# TEXT SEGMENT

⁂

How did the folks who visited you determine that your windows don't have argon fill?

And assuming that you only have this issue in winter, related to condensation between the storm and the interior window, and that you don't have any leaks at the window or storm for any reason.

There is no reason not to use storms with dual pane windows, other than in some cases you can have trouble with vinyl windows because of potential heat build up in the air space between the storm and the regular window. From your post, I assume that you don't have vinyl windows, so this is not an issue.

Using storms with dual pane simply gives you an added layer of energy performance, more than you would get with the dual pane alone. Think of it as a triple pane window in a sense.

It is silly to replace eight year old windows because of the problem as you describe it. You would be wasting your money in my opinion.

As kd4ttc pointed out, storm windows need to "breathe". You need a way to exhaust moist air that builds up between the interior window and the storm to the outside. Failing this, you do have a potential for moisture problems between the interior window and the storm.

Older storm windows had several holes drilled in the bottom rail to allow moist air to escape to the outside whenever needed. Typically there was a wood strip that covered the holes when not in use. This strip could be moved aside to expose the holes when moisture build up required it.

I would refurbish the storm windows, add a way to exhaust the moist air that will build up in there, and keep your original windows intact.

I would also take a look at the original windows just to make sure that the weatherstripping is intact and that they are sealing as well as they can. Warm moist air that is getting into the space between the window and the storm is coming from inside your home. By making sure that your windows are as tight as they can be, you will be limiting the amount of air and moisture that escapes from inside your home.

⁂

# DATA SUPPLIED

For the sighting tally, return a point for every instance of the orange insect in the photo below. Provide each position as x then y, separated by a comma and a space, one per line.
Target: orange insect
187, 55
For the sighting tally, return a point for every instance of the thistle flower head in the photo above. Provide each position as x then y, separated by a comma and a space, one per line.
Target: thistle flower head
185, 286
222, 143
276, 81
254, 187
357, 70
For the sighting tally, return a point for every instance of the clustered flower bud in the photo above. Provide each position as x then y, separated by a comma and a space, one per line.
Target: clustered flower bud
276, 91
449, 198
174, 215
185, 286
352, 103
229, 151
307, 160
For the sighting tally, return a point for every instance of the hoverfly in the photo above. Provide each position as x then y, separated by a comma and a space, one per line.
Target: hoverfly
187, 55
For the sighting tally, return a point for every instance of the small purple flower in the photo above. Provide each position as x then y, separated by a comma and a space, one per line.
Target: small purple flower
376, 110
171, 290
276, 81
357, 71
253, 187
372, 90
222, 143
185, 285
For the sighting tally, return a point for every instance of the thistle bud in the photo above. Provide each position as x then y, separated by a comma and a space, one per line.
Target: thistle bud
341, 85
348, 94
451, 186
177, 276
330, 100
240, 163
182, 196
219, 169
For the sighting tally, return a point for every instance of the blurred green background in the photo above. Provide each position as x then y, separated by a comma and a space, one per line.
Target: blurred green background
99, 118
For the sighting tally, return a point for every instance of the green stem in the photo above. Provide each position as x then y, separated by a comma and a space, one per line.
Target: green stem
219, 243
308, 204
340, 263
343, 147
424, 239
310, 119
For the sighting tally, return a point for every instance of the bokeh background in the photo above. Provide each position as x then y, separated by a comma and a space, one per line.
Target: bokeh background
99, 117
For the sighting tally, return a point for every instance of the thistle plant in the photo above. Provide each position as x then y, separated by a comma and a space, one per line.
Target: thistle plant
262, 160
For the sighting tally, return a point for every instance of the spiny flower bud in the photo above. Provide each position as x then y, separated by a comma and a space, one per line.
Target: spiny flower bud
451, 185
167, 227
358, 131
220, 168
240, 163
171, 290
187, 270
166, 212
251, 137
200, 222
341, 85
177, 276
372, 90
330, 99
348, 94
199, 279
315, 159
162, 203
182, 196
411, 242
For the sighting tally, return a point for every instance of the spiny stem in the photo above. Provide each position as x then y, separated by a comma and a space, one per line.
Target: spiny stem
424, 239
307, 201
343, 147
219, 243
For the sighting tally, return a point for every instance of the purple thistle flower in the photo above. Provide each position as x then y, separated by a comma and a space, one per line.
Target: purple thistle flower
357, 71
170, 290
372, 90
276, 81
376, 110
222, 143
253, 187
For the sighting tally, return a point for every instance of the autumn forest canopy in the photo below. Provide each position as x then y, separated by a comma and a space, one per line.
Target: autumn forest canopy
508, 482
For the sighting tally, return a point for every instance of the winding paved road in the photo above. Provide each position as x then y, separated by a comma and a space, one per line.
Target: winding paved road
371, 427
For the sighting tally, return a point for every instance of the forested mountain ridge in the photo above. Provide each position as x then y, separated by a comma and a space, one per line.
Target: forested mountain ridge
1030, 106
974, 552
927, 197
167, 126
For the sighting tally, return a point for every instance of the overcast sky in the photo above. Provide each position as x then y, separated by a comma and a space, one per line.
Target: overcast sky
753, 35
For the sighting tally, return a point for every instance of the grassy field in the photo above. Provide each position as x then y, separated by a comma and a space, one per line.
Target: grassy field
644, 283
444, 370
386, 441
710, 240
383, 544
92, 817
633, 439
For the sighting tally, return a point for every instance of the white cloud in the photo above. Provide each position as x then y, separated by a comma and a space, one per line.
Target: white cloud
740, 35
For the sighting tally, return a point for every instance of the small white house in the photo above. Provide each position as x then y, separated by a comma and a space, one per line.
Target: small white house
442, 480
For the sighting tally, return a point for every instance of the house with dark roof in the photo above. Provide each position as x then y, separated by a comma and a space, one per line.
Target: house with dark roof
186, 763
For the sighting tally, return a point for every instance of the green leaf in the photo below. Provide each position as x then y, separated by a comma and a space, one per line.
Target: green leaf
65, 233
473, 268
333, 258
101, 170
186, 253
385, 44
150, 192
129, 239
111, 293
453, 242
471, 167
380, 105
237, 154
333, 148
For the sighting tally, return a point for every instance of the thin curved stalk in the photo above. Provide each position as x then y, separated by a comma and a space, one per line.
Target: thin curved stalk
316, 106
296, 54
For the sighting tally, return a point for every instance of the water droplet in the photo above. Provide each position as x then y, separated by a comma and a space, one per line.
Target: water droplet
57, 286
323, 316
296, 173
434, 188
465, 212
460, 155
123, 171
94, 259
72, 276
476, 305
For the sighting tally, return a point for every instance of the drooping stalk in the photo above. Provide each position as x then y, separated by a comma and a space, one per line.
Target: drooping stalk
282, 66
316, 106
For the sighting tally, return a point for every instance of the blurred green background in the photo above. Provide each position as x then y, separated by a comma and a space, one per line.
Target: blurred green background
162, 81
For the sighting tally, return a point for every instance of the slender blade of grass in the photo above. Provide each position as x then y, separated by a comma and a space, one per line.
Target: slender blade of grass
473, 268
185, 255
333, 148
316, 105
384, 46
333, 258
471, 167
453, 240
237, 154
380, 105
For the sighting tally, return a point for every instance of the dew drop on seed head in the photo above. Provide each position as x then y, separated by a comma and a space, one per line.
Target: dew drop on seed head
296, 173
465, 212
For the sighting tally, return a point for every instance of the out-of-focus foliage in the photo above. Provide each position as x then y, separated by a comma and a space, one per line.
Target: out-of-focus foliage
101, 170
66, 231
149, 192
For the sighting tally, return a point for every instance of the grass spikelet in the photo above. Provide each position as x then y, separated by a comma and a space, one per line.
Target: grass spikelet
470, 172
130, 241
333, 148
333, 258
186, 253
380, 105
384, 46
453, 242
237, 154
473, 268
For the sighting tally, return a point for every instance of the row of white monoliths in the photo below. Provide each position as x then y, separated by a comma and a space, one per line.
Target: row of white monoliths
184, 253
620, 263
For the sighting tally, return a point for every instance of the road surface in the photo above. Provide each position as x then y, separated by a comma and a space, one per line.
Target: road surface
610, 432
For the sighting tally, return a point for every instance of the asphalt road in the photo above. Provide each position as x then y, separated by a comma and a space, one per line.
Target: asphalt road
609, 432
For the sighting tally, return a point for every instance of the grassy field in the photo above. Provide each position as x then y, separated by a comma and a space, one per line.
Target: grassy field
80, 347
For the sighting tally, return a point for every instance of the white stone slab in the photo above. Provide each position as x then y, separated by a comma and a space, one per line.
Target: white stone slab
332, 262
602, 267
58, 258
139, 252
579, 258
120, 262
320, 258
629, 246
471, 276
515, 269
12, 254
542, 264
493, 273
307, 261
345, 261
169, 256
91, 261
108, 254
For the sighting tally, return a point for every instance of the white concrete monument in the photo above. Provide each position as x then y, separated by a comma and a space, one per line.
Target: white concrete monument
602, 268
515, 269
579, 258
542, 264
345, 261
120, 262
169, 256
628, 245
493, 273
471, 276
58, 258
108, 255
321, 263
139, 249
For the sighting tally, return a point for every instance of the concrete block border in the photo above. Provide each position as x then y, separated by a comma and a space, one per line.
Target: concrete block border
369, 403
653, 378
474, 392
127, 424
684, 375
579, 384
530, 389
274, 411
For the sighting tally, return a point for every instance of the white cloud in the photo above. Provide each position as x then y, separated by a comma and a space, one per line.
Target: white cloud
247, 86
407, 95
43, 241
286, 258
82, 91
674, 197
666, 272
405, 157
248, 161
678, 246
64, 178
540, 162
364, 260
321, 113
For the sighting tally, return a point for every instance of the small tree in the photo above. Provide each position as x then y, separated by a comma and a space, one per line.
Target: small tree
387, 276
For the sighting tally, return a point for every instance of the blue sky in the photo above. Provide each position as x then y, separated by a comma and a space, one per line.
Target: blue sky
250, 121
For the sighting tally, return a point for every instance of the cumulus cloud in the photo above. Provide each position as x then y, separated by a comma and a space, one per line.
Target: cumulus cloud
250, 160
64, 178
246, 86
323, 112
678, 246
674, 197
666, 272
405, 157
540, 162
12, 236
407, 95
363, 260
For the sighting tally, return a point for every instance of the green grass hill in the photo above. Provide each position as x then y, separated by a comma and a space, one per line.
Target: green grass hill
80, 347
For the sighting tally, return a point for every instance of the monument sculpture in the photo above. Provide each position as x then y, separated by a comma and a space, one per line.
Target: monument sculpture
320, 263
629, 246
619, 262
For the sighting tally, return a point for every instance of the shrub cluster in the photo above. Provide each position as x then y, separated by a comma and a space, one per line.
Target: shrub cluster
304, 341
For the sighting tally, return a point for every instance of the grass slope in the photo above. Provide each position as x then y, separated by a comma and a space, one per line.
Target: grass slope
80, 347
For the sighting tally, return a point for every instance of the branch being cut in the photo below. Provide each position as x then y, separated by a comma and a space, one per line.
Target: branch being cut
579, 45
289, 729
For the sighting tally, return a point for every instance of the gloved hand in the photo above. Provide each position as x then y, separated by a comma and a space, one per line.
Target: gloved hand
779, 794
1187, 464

⁂

# GOAL 1
In the storm window post, what did older storm windows have drilled in the bottom rail?
# GOAL 2
Summarize the storm window post in two sentences.
# GOAL 3
Duplicate the storm window post word for word, starting with "As kd4ttc pointed" and going on through "original windows intact.".
These entries have no connection to the storm window post.

# COMPLETE ANSWER 1
Several holes that let moist air escape to the outside.

# COMPLETE ANSWER 2
The writer says storm windows can be used with dual pane windows for extra energy performance, and that replacing eight-year-old windows over this problem would waste money. Instead, the storm windows should be refurbished with a way to exhaust moist air, and the original windows checked so their weatherstripping is intact and they seal as tightly as possible.

# COMPLETE ANSWER 3
As kd4ttc pointed out, storm windows need to "breathe". You need a way to exhaust moist air that builds up between the interior window and the storm to the outside. Failing this, you do have a potential for moisture problems between the interior window and the storm.

Older storm windows had several holes drilled in the bottom rail to allow moist air to escape to the outside whenever needed. Typically there was a wood strip that covered the holes when not in use. This strip could be moved aside to expose the holes when moisture build up required it.

I would refurbish the storm windows, add a way to exhaust the moist air that will build up in there, and keep your original windows intact.